══ DOCUMENT EXTRACT

I lived with four people. We bought the food in common. I think we split all the bills equally. Also the rent. We didn’t have house meetings. We just figured out who would do what, and that’s how it went. We didn’t have any problems due to those issues.

The problems, when they came, oddly enough, were as a result of someone never being around. How stupid was that? I wish I had let the time when she was paying rent but not staying there go on and on. Subsequent roommates were not so good.

LuckyGuy's avatar

If it is communal stuff, fix what you break and everyone chips in.
For example if the toilet starts running all the time – Fix it. Take the repair money out of the communal jar that pays for supplies. Toilet paper, paper towels, soap. Make sure to get a receipt and put it in the jar. There is always one person who does not trust the finances of others. One cheapskate can ruin the whole thing.
Before you do it, go out to dinner once in a group and see how people behave. It is indicative of what you can expect. Does someone order two drinks and the largest meal and then suggest splitting the bill? Delete that guy right now. It will only cause headaches later. .
The first person to say, “I ordered the large steak so I’ll put in extra to make up for it. And give Leslie something because she only had the salad.” should be voted the leader.

════
══ RECORD EXCERPTS

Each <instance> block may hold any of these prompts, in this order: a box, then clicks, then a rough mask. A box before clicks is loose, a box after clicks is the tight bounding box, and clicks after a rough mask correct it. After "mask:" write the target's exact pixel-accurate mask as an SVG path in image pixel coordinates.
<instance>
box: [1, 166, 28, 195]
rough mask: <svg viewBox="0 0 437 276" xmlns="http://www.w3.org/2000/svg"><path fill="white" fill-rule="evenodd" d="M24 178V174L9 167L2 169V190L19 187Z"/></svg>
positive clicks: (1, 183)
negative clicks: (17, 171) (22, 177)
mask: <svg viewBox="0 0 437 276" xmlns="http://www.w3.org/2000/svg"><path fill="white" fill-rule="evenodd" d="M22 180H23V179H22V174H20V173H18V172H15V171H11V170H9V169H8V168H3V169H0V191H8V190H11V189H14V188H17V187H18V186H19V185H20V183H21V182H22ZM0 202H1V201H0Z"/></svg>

════

**TASK DIRECTIONS:** Copy the text about sharing household costs with roommates above, word for word and in full.

**YOUR RESPONSE:**
I lived with four people. We bought the food in common. I think we split all the bills equally. Also the rent. We didn’t have house meetings. We just figured out who would do what, and that’s how it went. We didn’t have any problems due to those issues.

The problems, when they came, oddly enough, were as a result of someone never being around. How stupid was that? I wish I had let the time when she was paying rent but not staying there go on and on. Subsequent roommates were not so good.

LuckyGuy's avatar

If it is communal stuff, fix what you break and everyone chips in.
For example if the toilet starts running all the time – Fix it. Take the repair money out of the communal jar that pays for supplies. Toilet paper, paper towels, soap. Make sure to get a receipt and put it in the jar. There is always one person who does not trust the finances of others. One cheapskate can ruin the whole thing.
Before you do it, go out to dinner once in a group and see how people behave. It is indicative of what you can expect. Does someone order two drinks and the largest meal and then suggest splitting the bill? Delete that guy right now. It will only cause headaches later. .
The first person to say, “I ordered the large steak so I’ll put in extra to make up for it. And give Leslie something because she only had the salad.” should be voted the leader.